[start EXTRACT TO READ]

A few months ago his soccer partner might have been his dad. But Jeff Nickell, 40, a full-time employee of the National Guard stationed at Buckley Air Force Base, went to Texas with the Guard in March, and then in August he was shipped to Iraq. He’ll serve there for about a year, coming home for two weeks at some point.

Otherwise, father and son won’t boot a ball together until Jeff returns for good.

As his dad’s departure grew closer, Kyle says he kept thinking, “Wow. Now we don’t get to go fishing or seeing elk together. Or go to Elitch’s together.”

He added: “He showed us how to fold the American flag. He went to Cub Scouts camp.”

Kyle says his dad’s service “makes me feel special.”

“We get to write letters to him, and he writes back,” he says at the family’s home in Strasburg. “We send him care packages.”

This year, Kyle’s Cub Scouts pack raised about $1,600 for the troops, going door to door selling popcorn.

“We had a garage sale and were wondering what to do with the money,” says pack leader Tammy Bruntz, 41. “The topic of Kyle’s dad going to Iraq came up.” That idea sparked the popcorn-selling brainstorm.

Life changed dramatically this year for Jeff and Kyle, as well as Cole Nickell, 3, and mom Penny Nickell, 36, who now must run the house largely by herself.

The family moved here from Thornton four years ago.

“We wanted to get out of the city and into a smaller school district,” Penny says.

So they went east about 40 miles to this former farm town, where affordable subdivisions with large yards increasingly sprout where cattle once grazed, and wheat and corn waved in the breeze.

Penny struggles to keep it all together, and she misses her husband. “Being at home all the time makes it harder. It’s very quiet and dark out here at night.”

[end EXTRACT TO READ]
[start INFORMATION GIVEN]

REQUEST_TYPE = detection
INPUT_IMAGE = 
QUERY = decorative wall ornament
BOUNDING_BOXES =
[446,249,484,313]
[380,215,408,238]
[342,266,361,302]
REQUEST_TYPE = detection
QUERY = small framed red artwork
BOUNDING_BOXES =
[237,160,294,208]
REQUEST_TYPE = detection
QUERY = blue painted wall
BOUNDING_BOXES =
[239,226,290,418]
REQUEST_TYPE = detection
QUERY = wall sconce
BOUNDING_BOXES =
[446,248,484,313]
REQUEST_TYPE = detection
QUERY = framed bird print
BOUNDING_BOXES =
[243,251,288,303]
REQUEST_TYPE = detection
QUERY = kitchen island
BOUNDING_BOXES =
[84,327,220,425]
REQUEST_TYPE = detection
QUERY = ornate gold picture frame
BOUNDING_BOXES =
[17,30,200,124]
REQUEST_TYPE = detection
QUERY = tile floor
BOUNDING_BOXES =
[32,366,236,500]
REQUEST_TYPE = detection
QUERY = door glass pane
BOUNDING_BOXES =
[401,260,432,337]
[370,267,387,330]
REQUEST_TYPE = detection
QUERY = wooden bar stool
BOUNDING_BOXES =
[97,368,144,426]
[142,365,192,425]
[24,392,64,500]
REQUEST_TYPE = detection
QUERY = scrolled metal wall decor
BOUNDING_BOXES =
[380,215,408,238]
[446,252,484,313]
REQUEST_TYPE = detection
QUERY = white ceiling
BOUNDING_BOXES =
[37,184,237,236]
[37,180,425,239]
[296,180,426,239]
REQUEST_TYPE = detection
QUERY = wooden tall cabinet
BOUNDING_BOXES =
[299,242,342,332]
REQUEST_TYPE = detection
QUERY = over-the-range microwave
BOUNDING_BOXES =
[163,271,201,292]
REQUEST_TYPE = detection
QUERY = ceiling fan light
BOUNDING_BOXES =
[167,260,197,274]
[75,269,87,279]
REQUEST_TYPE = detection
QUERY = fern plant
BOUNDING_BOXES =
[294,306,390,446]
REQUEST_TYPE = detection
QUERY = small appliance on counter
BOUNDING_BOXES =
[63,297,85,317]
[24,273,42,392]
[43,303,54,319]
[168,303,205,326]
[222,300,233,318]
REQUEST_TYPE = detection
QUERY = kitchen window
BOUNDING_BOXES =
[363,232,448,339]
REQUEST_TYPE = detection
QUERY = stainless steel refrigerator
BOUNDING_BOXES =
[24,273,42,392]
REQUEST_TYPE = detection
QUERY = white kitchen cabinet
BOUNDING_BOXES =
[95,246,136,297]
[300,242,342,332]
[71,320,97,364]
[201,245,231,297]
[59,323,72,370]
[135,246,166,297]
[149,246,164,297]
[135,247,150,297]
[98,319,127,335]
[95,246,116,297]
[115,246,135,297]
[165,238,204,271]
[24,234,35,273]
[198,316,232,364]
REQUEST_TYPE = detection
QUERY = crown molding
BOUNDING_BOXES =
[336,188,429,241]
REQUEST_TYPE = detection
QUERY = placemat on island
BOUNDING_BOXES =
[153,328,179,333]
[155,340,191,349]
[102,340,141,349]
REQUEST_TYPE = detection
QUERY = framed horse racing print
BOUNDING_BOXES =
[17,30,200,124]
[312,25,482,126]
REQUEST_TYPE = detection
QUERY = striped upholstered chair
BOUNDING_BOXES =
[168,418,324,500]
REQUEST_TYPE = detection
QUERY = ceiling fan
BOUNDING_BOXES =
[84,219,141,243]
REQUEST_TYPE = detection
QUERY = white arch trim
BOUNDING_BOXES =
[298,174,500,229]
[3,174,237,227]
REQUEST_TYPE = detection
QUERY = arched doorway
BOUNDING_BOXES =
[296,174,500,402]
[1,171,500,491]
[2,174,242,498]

[end INFORMATION GIVEN]

_WHAT YOU SHOULD DO:_ Repeat word for word everything in the article on the Nickell family from "Kyle says his" down to "door selling popcorn.". Draw only on the text, not on the listing.

_WRITTEN RESPONSE:_
Kyle says his dad’s service “makes me feel special.”

“We get to write letters to him, and he writes back,” he says at the family’s home in Strasburg. “We send him care packages.”

This year, Kyle’s Cub Scouts pack raised about $1,600 for the troops, going door to door selling popcorn.